Otherwise I plan to commit this s390 specific patches next week.
On Tue, 2016-12-13 at 09:38 +0100, Stefan Liebler wrote:
> ping.
Sorry, I've been busy with the robust mutex bugs.
This patch is OK. Thanks.
On 12/16/2016 07:14 PM, Torvald Riegel wrote:
> On Tue, 2016-12-13 at 09:38 +0100, Stefan Liebler wrote:
>> ping.
>
> Sorry, I've been busy with the robust mutex bugs.
>
> This patch is OK. Thanks.
>
Thanks. Committed.
On Tue, 2016-12-20 at 15:28 +0100, Stefan Liebler wrote:
> On 12/16/2016 07:14 PM, Torvald Riegel wrote:
> > On Tue, 2016-12-13 at 09:38 +0100, Stefan Liebler wrote:
> >> ping.
> >
> > Sorry, I've been busy with the robust mutex bugs.
> >
> > This patch is OK. Thanks.
> >
> Thanks. Committed.

(Requests):
[1] In the s390 patch thread, what had Torvald Riegel been busy with before replying?
[2] Write the next message in the s390 patch thread, picking up after its final line.

(Given information):
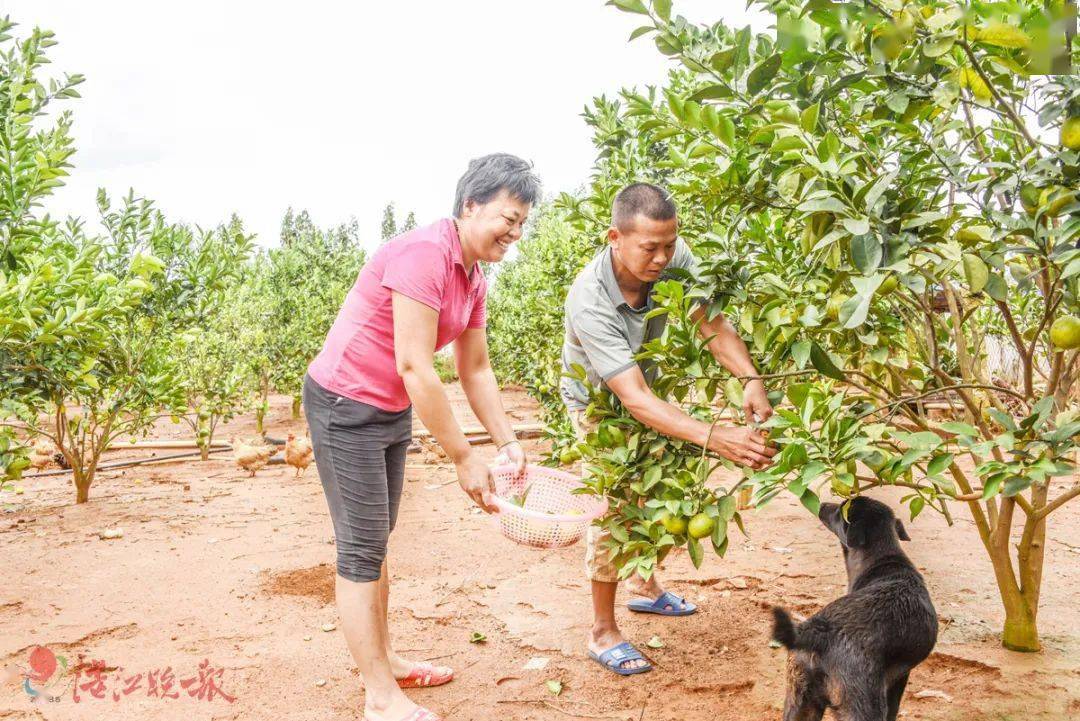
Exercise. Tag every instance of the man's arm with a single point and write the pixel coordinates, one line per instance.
(741, 445)
(730, 351)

(Task-by-task outputs):
[1] The robust mutex bugs.

[2]
I've reviewed and ack'ed patch 1 of 4, but it looks like you committed
patches 2-4 as well. Did anyone review these?
On Thu, 2016-12-22 at 10:34 +0100, Torvald Riegel wrote:
> On Tue, 2016-12-20 at 15:28 +0100, Stefan Liebler wrote:
> > On 12/16/2016 07:14 PM, Torvald Riegel wrote:
> > > On Tue, 2016-12-13 at 09:38 +0100, Stefan Liebler wrote:
> > >> ping.
> > >
> > > Sorry, I've been busy with the robust mutex bugs.
> > >
> > > This patch is OK. Thanks.
> > >
> > Thanks. Committed.
>
> I've reviewed and ack'ed patch 1 of 4, but it looks like you committed
> patches 2-4 as well. Did anyone review these?
>
Ping.
On 12/22/2016 10:34 AM, Torvald Riegel wrote:
> On Tue, 2016-12-20 at 15:28 +0100, Stefan Liebler wrote:
>> On 12/16/2016 07:14 PM, Torvald Riegel wrote:
>>> On Tue, 2016-12-13 at 09:38 +0100, Stefan Liebler wrote:
>>>> ping.
>>>
>>> Sorry, I've been busy with the robust mutex bugs.
>>>
>>> This patch is OK. Thanks.
>>>
>> Thanks. Committed.
>
> I've reviewed and ack'ed patch 1 of 4, but it looks like you committed
> patches 2-4 as well. Did anyone review these?
>
Sorry. That was my fault.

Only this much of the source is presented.